▶ _TASK INPUT_
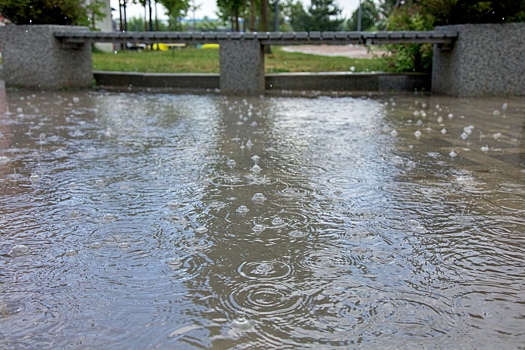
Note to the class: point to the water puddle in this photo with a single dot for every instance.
(182, 221)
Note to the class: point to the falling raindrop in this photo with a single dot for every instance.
(241, 323)
(95, 245)
(258, 198)
(258, 228)
(71, 252)
(242, 209)
(277, 221)
(201, 229)
(19, 250)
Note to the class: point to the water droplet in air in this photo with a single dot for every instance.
(258, 228)
(258, 198)
(231, 163)
(241, 323)
(242, 209)
(95, 245)
(277, 221)
(174, 263)
(71, 252)
(19, 250)
(201, 229)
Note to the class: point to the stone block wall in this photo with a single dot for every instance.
(486, 60)
(33, 58)
(242, 67)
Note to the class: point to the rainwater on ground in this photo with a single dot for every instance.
(158, 221)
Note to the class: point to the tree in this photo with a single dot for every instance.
(322, 15)
(426, 14)
(370, 17)
(474, 11)
(175, 10)
(63, 12)
(231, 11)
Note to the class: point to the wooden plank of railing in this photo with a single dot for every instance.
(266, 38)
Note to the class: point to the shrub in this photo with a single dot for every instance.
(410, 57)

▶ _ACTIVITY_
Only the text of the listing above is copied, exactly as written; its pictures are dropped.

▶ _RESULT OF THIS TASK_
Note to the class: point to the water puddle in this photo with a single dot for every instance.
(182, 221)
Note to the class: point to the falling raindrop in this photo with a single dot for every instance.
(241, 323)
(95, 245)
(258, 198)
(258, 228)
(71, 252)
(242, 209)
(277, 221)
(201, 229)
(19, 250)
Note to the class: point to the water droplet in air in this photo with a single dot for every instance.
(258, 228)
(258, 198)
(231, 163)
(241, 323)
(242, 209)
(95, 245)
(277, 221)
(174, 263)
(71, 252)
(19, 250)
(201, 229)
Note to the class: point to the stone block wall in this photo with a single dot for every instance.
(486, 60)
(33, 58)
(242, 67)
Note to the class: point to the rainwater on ground in this photo with a single dot for every instance.
(158, 221)
Note to the class: point to the tree in this photo with a single dot for every instance.
(322, 15)
(426, 14)
(370, 17)
(474, 11)
(175, 10)
(63, 12)
(231, 11)
Note to the class: point to the wooden plank of railing in this photo with a single dot for every instance.
(266, 38)
Note to the class: point to the shrub in this photo with a single dot for every instance.
(410, 57)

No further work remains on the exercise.